* start Information provided *
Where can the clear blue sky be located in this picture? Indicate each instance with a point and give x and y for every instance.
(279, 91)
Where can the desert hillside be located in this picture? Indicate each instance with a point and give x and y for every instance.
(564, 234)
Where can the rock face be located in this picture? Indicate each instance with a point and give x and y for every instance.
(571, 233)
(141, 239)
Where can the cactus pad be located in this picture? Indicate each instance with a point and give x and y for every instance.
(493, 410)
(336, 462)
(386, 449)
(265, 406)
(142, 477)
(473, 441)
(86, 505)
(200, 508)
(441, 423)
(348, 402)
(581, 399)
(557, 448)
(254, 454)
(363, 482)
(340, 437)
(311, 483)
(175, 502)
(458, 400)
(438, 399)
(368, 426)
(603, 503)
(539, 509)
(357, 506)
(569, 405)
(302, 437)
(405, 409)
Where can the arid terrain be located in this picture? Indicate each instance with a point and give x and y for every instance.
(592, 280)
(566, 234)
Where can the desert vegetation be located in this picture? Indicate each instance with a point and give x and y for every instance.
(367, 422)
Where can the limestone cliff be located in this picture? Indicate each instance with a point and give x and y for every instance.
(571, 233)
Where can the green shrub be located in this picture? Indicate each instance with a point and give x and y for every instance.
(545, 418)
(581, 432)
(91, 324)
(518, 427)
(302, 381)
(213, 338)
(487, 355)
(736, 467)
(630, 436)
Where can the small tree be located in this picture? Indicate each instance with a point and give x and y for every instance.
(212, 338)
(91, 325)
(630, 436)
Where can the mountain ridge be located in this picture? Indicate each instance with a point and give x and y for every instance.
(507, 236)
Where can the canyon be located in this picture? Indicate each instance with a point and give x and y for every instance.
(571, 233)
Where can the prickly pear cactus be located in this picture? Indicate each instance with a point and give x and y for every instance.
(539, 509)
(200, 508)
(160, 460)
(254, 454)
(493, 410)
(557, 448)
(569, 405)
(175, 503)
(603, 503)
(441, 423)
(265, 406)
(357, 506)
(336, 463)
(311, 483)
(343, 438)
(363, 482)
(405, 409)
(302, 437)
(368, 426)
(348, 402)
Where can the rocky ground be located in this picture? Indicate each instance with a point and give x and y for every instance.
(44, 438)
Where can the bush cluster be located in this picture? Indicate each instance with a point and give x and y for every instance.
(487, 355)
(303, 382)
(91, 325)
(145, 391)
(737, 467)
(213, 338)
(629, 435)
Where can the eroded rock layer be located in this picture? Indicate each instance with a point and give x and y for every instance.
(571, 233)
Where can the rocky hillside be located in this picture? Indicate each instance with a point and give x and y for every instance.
* end Information provided *
> **Given exercise**: Write out the listing once more, matching it exactly.

> **Answer to this problem**:
Where can the clear blue sky be located in this picture? Indicate each instance with a point and give x and y for every instance.
(279, 91)
Where can the desert hillside be located in this picture? Indicate each instance with a point and give x and y for every instance.
(564, 234)
Where can the rock face be located in this picture? Indicate each instance with a point and give x and y for every instance.
(571, 233)
(141, 239)
Where can the cactus pad be located in this picture? Indicate each instance with a point and give x and y for every instance.
(493, 410)
(336, 462)
(386, 449)
(265, 406)
(142, 477)
(473, 441)
(86, 505)
(200, 508)
(441, 423)
(348, 402)
(581, 399)
(557, 448)
(254, 454)
(363, 482)
(340, 437)
(311, 483)
(175, 502)
(458, 400)
(438, 399)
(368, 426)
(603, 503)
(539, 509)
(357, 506)
(569, 405)
(302, 437)
(405, 409)
Where can the arid terrain be located in this picture? Indicate each instance with a point and give x and y for every instance.
(592, 280)
(566, 234)
Where can the desert vegetation be located in this picture? Indicate each instance with a point and give x and y for every instance.
(367, 422)
Where can the limestone cliff be located in this picture? Indicate each instance with a point and give x and y for every instance.
(571, 233)
Where can the green shrub be located in this picture? Indicate each instance with a point and give x and y for every instance.
(545, 418)
(581, 432)
(91, 324)
(518, 427)
(302, 381)
(213, 338)
(487, 355)
(736, 467)
(630, 436)
Where can the small tree be located in this picture? Indicate each instance with a point and give x and y for every instance.
(212, 338)
(91, 325)
(630, 436)
Where can the mountain ridge be located in this picture? Indicate each instance with a point and give x and y for every instance.
(507, 236)
Where can the canyon be located in this picture? Indicate each instance with a point and give x and y for every instance.
(571, 233)
Where can the prickly pear cactus be located in this picture? Indicate each instance with a point and give x and y for every instance.
(539, 509)
(200, 508)
(160, 460)
(254, 454)
(493, 410)
(557, 448)
(569, 405)
(175, 503)
(603, 503)
(441, 423)
(265, 406)
(357, 506)
(336, 463)
(311, 483)
(343, 438)
(363, 482)
(405, 409)
(302, 437)
(368, 426)
(348, 402)
Where can the rocky ground be located in this picture? Indicate each instance with a point and give x and y for every instance.
(44, 438)
Where can the bush cluster be located in this picture? Indicate each instance with a point and give x and y for every instance.
(487, 355)
(303, 382)
(91, 325)
(145, 391)
(737, 467)
(213, 338)
(629, 435)
Where can the eroded rock layer be located in this picture? Indicate each instance with a point and give x and y for every instance.
(571, 233)
Where can the rocky hillside be located in this picture? Indicate each instance with a point and give x and y for every instance.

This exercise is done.